__What to do__. In the variance derivation, what order is given as the uniform upper bound on the variance of the Fourier estimator at x₀?
(Beginning of Text shown)
It is uniformly bounded from above by

$$O(h_n^{m+\alpha +1})+O(F(-M_n(1-h_n)))+O(M_n^{-m-1}).$$

On the other hand, the variance of F̂_n,Fourier(x₀) is

$$\begin{array}{l}\mathit{Var}[{\widehat{F}}_{n,\mathit{Fourier}}(x_0)]=\sum _{j=1}^n\frac{1}{{(2\pi )}^2}\mathit{Var}\left[{\int }_{-M_n}^{x_0}{\int }_{-\infty }^{\infty }{e}^{-\mathit{itx}}{\phi }_K(t·h_n)e^{it{Y}_j}{\psi }_j(t)\mathit{dtdx}\right]\\ \le (M_n+\mid x_0\mid )\sum _{j=1}^n\frac{1}{{(2\pi )}^2}{\int }_{-\infty }^{\infty }\mid {\phi }_K(t·h_n){\mid }^2\mid {\psi }_j(t){\mid }^{2}dt\\ =\frac{M_n+\mid x_0\mid }{4{\pi }^2}{\int }_{-\infty }^{\infty }\mid {\phi }_K(t·h_n){\mid }^2{\left[\sum _{k=1}^n\mid {\phi }_{U_k}(t){\mid }^2\right]}^{-1}dt\\ =\frac{M_n+\mid x_0\mid }{4{\pi }^2}{\int }_{-1/h_n}^{1/h_n}\mid {\phi }_K(t·h_n){\mid }^2{\left[\sum _{k=1}^n\mid {\phi }_{U_k}(t){\mid }^2\right]}^{-1}dt\\ =\frac{M_n+\mid x_0\mid }{2{\pi }^2}{\int }_0^{1/h{}_n}\mid {\phi }_K(t·h_n){\mid }^2{\left[\sum _{k=1}^n\mid {\phi }_{U_k}(t){\mid }^2\right]}^{-1}dt\\ =\frac{M_n+\mid x_0\mid }{2{\pi }^2}{\int }_0^1\mid {\phi }_K(s){\mid }^2{\left[\sum _{k=1}^n\mid {\phi }_{U_k}(s/h_n){\mid }^2\right]}^{-1}{h}_n^{-1}ds,\end{array}$$

which is uniformly bounded from above by

$$O\left(M_n·{\left[h_n\sum _{k=1}^n\mid {\phi }_{U_k}(1/h_n){\mid }^2\right]}^{-1}\right).$$

Thus, the conclusion follows.
(End of Text shown)
(Beginning of Dataset records)
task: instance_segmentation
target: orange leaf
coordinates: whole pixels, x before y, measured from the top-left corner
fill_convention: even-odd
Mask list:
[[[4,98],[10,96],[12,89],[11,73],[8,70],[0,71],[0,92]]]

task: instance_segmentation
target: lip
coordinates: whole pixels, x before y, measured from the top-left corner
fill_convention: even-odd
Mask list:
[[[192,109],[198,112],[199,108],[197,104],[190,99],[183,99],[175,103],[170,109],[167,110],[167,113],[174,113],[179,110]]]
(End of Dataset records)
(Beginning of Dataset records)
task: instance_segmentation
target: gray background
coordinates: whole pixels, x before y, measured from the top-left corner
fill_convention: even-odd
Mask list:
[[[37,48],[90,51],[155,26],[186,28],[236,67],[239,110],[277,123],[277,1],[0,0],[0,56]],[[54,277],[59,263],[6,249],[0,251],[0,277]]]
(End of Dataset records)
__Task solution__. O(M_n · [h_n ∑_{k=1}^n |φ_{U_k}(1/h_n)|²]^{-1})